(TASK DESCRIPTION)
Find where "# point to the" occurs in the data below, and retype that line and every later line exactly.

*** Opening of RECORDS SUPPLIED ***

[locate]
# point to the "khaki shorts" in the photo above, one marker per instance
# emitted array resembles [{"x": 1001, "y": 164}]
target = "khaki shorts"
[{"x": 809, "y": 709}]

*** Close of RECORDS SUPPLIED ***

(RESULT BELOW)
# point to the "khaki shorts" in the photo above, one marker per instance
# emitted array resembles [{"x": 1001, "y": 164}]
target = "khaki shorts"
[{"x": 809, "y": 709}]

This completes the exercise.